• **RECORDS FOR THIS TASK**
• • • • • • •
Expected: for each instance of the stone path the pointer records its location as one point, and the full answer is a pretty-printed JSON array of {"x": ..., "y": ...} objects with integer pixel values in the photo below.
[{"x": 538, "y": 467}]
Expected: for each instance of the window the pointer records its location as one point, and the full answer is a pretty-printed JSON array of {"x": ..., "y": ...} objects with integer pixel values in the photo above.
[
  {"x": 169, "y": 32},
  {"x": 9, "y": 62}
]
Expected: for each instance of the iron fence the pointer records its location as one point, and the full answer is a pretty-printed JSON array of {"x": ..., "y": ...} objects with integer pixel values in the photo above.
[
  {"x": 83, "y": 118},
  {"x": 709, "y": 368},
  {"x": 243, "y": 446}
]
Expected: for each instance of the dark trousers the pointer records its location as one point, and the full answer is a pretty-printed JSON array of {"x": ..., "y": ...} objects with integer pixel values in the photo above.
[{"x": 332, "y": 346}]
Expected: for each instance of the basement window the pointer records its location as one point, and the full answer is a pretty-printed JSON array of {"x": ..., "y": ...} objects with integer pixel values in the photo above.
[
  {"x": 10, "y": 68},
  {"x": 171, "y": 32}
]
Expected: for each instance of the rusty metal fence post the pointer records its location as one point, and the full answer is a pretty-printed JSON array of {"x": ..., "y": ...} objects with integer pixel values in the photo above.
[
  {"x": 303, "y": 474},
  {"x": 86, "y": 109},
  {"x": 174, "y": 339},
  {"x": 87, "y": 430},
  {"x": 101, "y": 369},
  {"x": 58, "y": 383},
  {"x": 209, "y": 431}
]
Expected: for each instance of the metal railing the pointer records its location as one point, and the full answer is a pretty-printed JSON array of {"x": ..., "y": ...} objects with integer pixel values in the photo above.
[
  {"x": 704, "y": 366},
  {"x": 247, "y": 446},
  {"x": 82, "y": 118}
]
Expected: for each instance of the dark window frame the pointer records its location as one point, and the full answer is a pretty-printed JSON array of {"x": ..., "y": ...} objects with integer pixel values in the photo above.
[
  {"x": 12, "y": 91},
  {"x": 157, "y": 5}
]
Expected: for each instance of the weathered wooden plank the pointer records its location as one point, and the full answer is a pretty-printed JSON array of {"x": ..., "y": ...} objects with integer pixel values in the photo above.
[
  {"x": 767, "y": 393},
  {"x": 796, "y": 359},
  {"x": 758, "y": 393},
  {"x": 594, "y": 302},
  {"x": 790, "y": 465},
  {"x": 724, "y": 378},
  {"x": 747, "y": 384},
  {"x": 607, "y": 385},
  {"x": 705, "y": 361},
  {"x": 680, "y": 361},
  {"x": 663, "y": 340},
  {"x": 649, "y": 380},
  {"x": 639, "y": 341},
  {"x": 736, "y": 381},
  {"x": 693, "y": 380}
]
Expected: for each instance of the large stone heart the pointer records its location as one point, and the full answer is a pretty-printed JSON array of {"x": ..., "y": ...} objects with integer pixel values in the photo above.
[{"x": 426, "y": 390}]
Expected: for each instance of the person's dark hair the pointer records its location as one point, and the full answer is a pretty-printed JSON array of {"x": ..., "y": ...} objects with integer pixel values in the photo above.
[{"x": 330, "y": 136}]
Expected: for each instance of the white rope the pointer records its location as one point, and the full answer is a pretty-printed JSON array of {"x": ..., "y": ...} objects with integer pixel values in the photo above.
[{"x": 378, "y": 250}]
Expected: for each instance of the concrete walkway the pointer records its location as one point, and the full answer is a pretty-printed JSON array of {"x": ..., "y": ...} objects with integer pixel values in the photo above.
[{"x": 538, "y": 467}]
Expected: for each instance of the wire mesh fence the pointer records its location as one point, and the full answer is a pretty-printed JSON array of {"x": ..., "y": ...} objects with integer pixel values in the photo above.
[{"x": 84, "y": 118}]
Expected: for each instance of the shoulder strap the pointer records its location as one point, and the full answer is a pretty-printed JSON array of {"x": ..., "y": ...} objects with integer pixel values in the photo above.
• • • • • • •
• **WHAT THE TASK REQUIRES**
Transcribe every entry exactly, omitting nothing.

• **CORRECT RESULT**
Expected: for each instance of the stone path the pointer records its location as one point, and the full answer is a pretty-printed JSON array of {"x": ..., "y": ...} objects with integer pixel values in the photo below.
[{"x": 538, "y": 467}]
Expected: for each instance of the window the pointer records its location as one point, and the full answer is a pretty-printed JSON array of {"x": ..., "y": ...} objects with integer pixel values in the photo above.
[
  {"x": 169, "y": 32},
  {"x": 9, "y": 62}
]
Expected: for each instance of the iron fence the pointer records its location as one point, and the full answer is a pretty-printed JSON array of {"x": ..., "y": ...} objects with integer pixel values in the photo above.
[
  {"x": 83, "y": 118},
  {"x": 709, "y": 368},
  {"x": 243, "y": 446}
]
Expected: for each instance of the dark trousers the pointer records its location as one point, and the full answer is a pretty-printed JSON array of {"x": ..., "y": ...} objects with integer pixel values in the photo above.
[{"x": 332, "y": 346}]
Expected: for each instance of the basement window the pointer records its location as one point, and the full answer is a pretty-printed JSON array of {"x": ..., "y": ...} objects with integer pixel values in the photo above.
[
  {"x": 10, "y": 68},
  {"x": 171, "y": 32}
]
Expected: for each instance of the rusty metal fence post the pointer records its location as one point, and the full answer is a pretty-printed JSON array of {"x": ..., "y": ...} objects with integer pixel values in the photo above.
[
  {"x": 303, "y": 474},
  {"x": 86, "y": 109},
  {"x": 174, "y": 339},
  {"x": 87, "y": 430},
  {"x": 101, "y": 369},
  {"x": 58, "y": 383},
  {"x": 209, "y": 431}
]
Expected: for each instance of the metal railing the pointer records its location as one point, and the full answer is a pretty-printed JSON array of {"x": ..., "y": ...} objects with integer pixel values in the photo above.
[
  {"x": 704, "y": 366},
  {"x": 247, "y": 446},
  {"x": 82, "y": 118}
]
Expected: for each instance of the dark window frame the pointer records its location as one point, and the full answer is a pretty-printed JSON array of {"x": ..., "y": ...} objects with integer pixel values in the photo above.
[
  {"x": 12, "y": 91},
  {"x": 157, "y": 5}
]
Expected: for each instance of the weathered wooden plank the pointer records its location as one point, and the full answer is a pretty-printed JSON array of {"x": ..., "y": ...} objects with integer pixel values in the photo above.
[
  {"x": 767, "y": 393},
  {"x": 796, "y": 359},
  {"x": 758, "y": 393},
  {"x": 594, "y": 302},
  {"x": 790, "y": 465},
  {"x": 724, "y": 378},
  {"x": 747, "y": 384},
  {"x": 607, "y": 385},
  {"x": 705, "y": 361},
  {"x": 680, "y": 361},
  {"x": 663, "y": 340},
  {"x": 649, "y": 380},
  {"x": 639, "y": 341},
  {"x": 736, "y": 381},
  {"x": 693, "y": 380}
]
Expected: for each instance of the large stone heart the pointer records its location as one point, and the full answer is a pretty-printed JSON array of {"x": ..., "y": ...} objects with integer pixel values in the photo above.
[{"x": 426, "y": 390}]
Expected: for each instance of the person's dark hair the pointer records its location as one point, and the full answer is a pretty-printed JSON array of {"x": ..., "y": ...} objects with integer pixel values in the photo above.
[{"x": 330, "y": 136}]
Expected: for each instance of the white rope the pointer records its location as one point, and the full answer is a pretty-printed JSON array of {"x": ..., "y": ...} objects with integer pixel values in the photo above.
[{"x": 378, "y": 250}]
Expected: for each instance of the concrete walkway the pointer records its location as one point, and the full answer is a pretty-printed JSON array of {"x": ..., "y": ...} objects with integer pixel values in the photo above.
[{"x": 538, "y": 467}]
Expected: for each instance of the wire mesh fence the pointer records its location as one point, and the full answer is a pretty-printed JSON array of {"x": ..., "y": ...} objects with integer pixel values in the photo above.
[{"x": 84, "y": 118}]
Expected: for each instance of the shoulder strap the pointer records its location as one point, and the full answer is a pretty-printed JSON array of {"x": ..., "y": ...} objects with integer pixel values in the photo above.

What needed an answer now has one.